**Work instructions:**
[A] In the lecture slides on inference for one mean, what does the Central Limit Theorem say the sample mean of many independent and identically distributed random variables approaches?
[B] Write out the lecture slides on inference for one mean word for word, everything from "Central Limit Theorem for the" down to "approximation is appropriate.".
[C] List every title in the lecture slides on inference for one mean that ends with a part number in parentheses.

-- Start of Page excerpt --

Inference for One Mean

Applied Statistics

MTH-361A | Spring 2025 | University of Portland

March 24, 2025

Objectives

Previously…

Central Limit Theorem (CLT)

CLT says that the sample mean (or sum) of many independent and identically distributed random variables approaches a normal distribution, regardless of the original distribution.

CLT Conditions

Central Limit Theorem for the Sample Mean

When we collect a sufficiently large sample of \(n\) independent observations from a population with mean \(\mu\) and standard deviation \(\sigma,\) the sampling distribution of \(\bar{x}\) will be nearly normal with \[\text{Mean} \longrightarrow \mu \text{ and } \text{Standard Error} \longrightarrow SE = \frac{\sigma}{\sqrt{n}}.\]

Evaluating the two conditions required for modeling \(\bar{x}\)

Two conditions are required to apply the Central Limit Theorem for a sample mean \(\bar{x}:\)

General rule for performing the normality check

Note, it often takes practice to get a sense for whether or not a normal approximation is appropriate.

Normality Assesment (1/2)

Consider the four plots provided that come from simple random samples from different populations.

Are the independence and normality conditions met in each case?

Histograms of samples from two different populations.

Histograms of samples from two different populations.

Normality Assesment (2/2)

The t-distribution (1/2)

Comparison of a $t$-distribution and a normal distribution.

Comparison of a \(t\)-distribution and a normal distribution.

-- End of Page excerpt --
-- Start of Provided material --

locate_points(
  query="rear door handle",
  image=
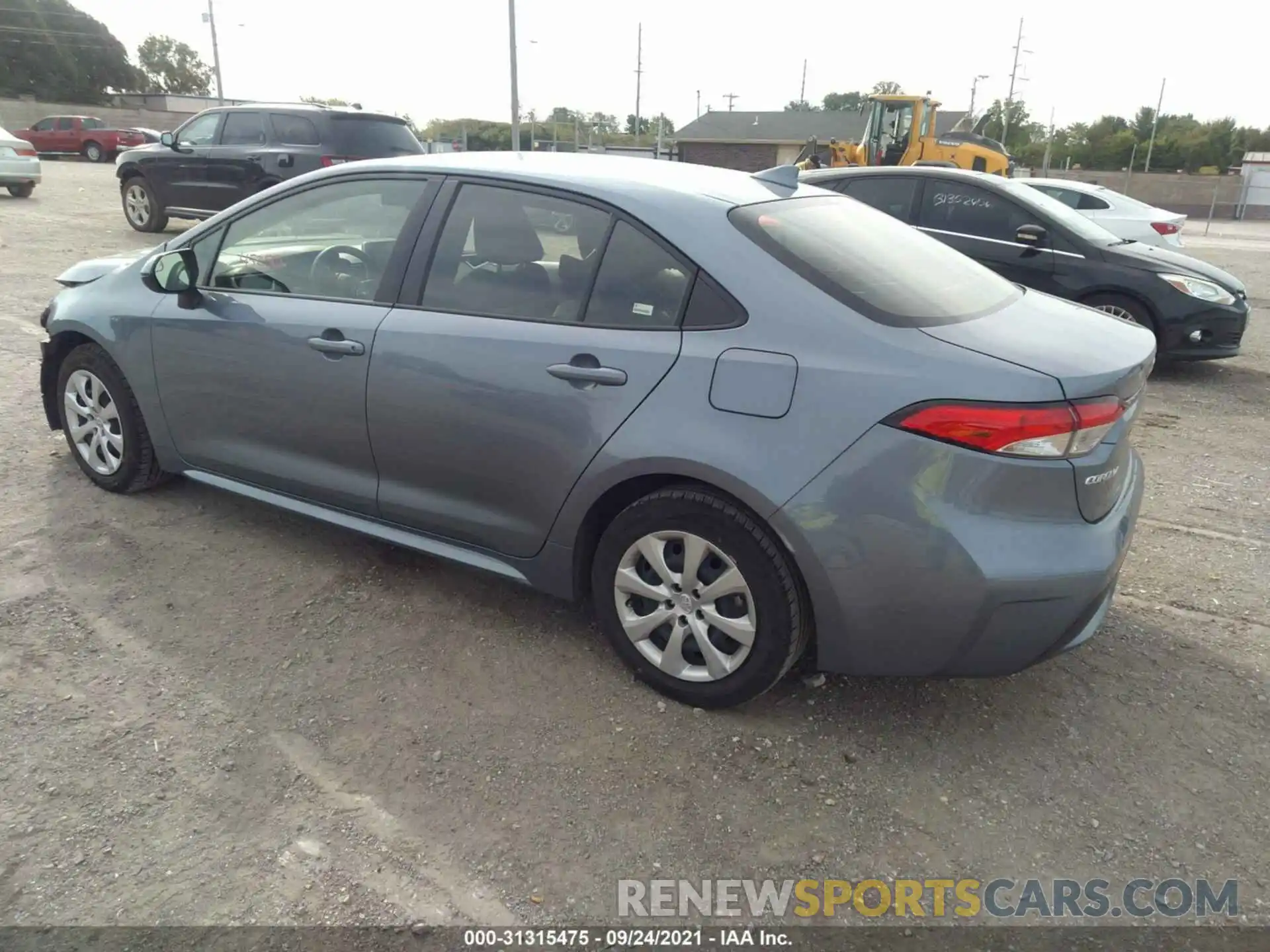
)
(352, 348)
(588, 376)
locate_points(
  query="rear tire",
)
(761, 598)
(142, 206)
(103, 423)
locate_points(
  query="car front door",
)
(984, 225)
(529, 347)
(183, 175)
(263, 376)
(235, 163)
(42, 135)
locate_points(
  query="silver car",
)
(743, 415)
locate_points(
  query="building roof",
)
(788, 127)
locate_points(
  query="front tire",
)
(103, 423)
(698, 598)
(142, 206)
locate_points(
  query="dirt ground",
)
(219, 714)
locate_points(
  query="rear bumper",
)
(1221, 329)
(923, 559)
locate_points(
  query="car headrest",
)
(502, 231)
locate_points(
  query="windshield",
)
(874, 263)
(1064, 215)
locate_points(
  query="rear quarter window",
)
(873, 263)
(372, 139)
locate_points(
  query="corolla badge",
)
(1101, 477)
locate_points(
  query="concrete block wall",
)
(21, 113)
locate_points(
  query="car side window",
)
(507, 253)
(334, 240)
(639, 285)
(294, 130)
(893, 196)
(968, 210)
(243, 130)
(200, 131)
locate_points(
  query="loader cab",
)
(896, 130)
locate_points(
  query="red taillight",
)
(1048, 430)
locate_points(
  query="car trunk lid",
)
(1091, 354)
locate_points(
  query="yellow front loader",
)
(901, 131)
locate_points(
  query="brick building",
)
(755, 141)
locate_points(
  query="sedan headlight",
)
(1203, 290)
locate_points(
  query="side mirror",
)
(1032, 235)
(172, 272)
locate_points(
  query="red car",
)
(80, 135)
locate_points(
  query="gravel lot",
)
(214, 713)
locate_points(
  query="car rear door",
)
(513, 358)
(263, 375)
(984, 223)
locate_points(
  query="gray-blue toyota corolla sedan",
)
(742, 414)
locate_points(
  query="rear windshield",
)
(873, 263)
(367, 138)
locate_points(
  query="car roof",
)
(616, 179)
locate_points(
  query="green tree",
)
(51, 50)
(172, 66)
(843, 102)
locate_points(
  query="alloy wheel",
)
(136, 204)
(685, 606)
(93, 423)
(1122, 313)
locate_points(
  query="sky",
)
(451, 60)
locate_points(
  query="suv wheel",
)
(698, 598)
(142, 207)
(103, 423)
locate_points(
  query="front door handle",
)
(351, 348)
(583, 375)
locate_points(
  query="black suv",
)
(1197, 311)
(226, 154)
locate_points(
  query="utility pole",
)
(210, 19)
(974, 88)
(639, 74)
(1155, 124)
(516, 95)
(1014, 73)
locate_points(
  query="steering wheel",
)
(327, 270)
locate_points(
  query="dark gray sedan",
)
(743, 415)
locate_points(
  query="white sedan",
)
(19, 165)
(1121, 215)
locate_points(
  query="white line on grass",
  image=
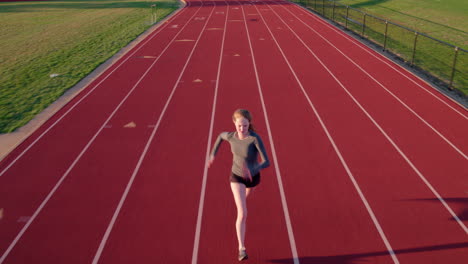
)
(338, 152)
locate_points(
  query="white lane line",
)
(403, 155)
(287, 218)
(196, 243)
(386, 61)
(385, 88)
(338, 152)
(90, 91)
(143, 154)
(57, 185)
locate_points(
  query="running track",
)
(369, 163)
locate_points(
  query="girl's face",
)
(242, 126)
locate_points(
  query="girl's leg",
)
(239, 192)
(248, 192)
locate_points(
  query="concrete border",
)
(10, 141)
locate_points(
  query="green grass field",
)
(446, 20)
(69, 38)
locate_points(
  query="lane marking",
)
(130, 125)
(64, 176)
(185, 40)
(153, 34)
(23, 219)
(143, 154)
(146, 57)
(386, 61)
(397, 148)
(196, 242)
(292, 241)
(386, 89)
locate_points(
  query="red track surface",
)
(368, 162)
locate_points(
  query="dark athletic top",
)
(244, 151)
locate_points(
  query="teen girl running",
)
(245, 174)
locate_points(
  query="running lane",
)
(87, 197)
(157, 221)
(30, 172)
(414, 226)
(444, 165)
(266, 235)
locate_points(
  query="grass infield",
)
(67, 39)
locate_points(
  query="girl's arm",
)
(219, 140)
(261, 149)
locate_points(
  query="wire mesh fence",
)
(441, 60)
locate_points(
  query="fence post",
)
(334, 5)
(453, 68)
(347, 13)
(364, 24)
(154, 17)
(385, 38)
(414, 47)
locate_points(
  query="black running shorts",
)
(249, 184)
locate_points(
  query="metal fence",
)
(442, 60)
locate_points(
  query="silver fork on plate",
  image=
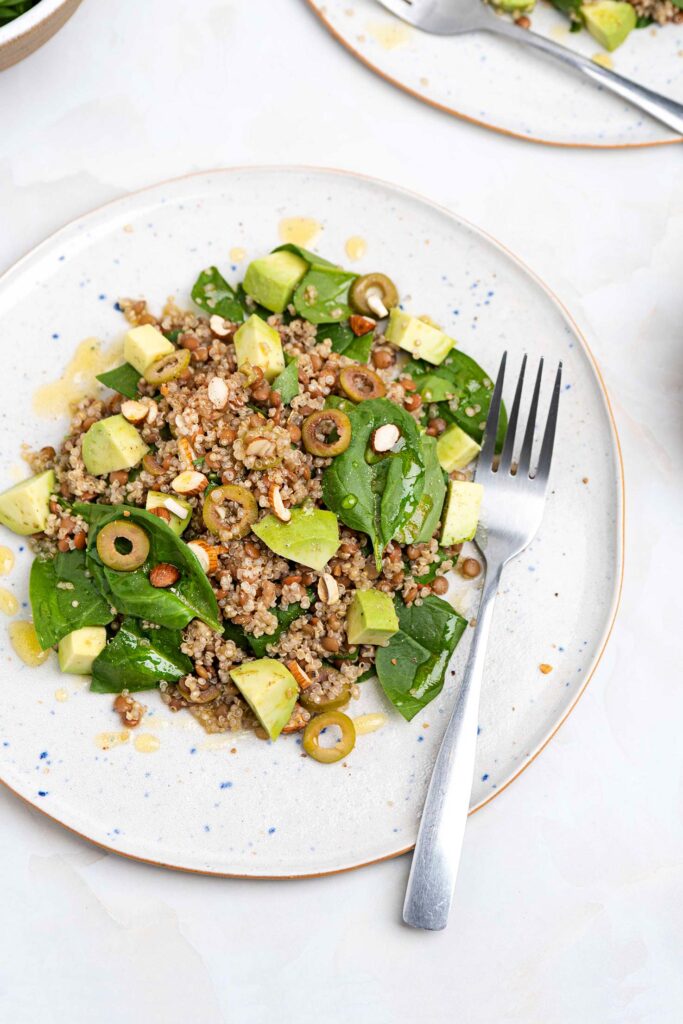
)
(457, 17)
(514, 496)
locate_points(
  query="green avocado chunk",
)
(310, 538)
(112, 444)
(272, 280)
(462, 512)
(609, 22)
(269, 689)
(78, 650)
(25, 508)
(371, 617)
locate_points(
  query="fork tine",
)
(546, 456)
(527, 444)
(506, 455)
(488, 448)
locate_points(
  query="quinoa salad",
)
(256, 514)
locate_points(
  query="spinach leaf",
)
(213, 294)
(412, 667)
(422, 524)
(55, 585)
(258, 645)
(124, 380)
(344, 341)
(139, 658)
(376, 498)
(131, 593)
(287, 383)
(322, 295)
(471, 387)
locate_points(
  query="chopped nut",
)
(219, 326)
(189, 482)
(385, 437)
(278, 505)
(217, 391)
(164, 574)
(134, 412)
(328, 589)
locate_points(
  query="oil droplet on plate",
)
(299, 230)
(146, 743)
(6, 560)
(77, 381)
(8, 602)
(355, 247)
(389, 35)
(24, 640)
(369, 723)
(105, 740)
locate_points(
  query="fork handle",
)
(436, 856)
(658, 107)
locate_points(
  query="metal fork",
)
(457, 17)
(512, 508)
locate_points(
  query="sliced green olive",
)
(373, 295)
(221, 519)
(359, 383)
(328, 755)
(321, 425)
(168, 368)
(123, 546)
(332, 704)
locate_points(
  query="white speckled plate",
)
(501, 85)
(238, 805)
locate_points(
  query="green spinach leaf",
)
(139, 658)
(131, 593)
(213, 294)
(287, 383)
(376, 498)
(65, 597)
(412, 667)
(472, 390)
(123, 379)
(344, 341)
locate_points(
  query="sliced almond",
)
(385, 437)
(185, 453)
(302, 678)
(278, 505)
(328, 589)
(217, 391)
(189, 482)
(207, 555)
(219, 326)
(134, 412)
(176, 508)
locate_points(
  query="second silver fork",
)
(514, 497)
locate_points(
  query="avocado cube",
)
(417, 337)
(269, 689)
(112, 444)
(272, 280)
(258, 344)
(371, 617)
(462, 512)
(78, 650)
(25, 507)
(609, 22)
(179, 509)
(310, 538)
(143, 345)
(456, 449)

-- End of Provided material --

**Exercise results:**
[A] A normal distribution, regardless of the original distribution.

[B]
Central Limit Theorem for the Sample Mean

When we collect a sufficiently large sample of \(n\) independent observations from a population with mean \(\mu\) and standard deviation \(\sigma,\) the sampling distribution of \(\bar{x}\) will be nearly normal with \[\text{Mean} \longrightarrow \mu \text{ and } \text{Standard Error} \longrightarrow SE = \frac{\sigma}{\sqrt{n}}.\]

Evaluating the two conditions required for modeling \(\bar{x}\)

Two conditions are required to apply the Central Limit Theorem for a sample mean \(\bar{x}:\)

General rule for performing the normality check

Note, it often takes practice to get a sense for whether or not a normal approximation is appropriate.

[C]
- Normality Assesment (1/2)
- Normality Assesment (2/2)
- The t-distribution (1/2)